Which lines in the data below contain the string "aircraft"? List each of those lines in full.

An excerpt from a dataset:
=======
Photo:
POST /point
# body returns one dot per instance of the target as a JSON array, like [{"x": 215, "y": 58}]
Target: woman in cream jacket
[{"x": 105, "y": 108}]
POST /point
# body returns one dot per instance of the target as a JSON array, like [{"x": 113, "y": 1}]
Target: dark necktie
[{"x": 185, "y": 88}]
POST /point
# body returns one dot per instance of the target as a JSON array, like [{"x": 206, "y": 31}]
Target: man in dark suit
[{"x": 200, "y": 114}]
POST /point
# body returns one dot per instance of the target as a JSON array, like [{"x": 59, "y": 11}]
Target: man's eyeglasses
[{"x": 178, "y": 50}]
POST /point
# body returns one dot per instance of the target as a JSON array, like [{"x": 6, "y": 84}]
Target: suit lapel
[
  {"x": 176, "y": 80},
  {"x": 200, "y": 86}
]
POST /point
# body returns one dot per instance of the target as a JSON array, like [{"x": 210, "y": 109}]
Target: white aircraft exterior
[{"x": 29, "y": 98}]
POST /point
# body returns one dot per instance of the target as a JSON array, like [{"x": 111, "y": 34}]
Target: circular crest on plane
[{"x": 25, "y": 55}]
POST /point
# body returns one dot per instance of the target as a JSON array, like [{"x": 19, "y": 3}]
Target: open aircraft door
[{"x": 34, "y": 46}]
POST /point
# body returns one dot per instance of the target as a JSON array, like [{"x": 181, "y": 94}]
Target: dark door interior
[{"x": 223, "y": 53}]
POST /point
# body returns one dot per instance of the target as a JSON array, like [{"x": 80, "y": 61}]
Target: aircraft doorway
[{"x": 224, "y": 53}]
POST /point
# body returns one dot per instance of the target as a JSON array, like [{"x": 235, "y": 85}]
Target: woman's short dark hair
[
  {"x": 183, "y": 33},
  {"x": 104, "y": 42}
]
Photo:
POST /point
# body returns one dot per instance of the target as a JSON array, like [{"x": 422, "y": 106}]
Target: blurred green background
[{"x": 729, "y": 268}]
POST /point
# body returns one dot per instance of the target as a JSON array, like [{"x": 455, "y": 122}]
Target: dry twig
=======
— Task solution —
Target: white aircraft exterior
Target: open aircraft door
Target: aircraft doorway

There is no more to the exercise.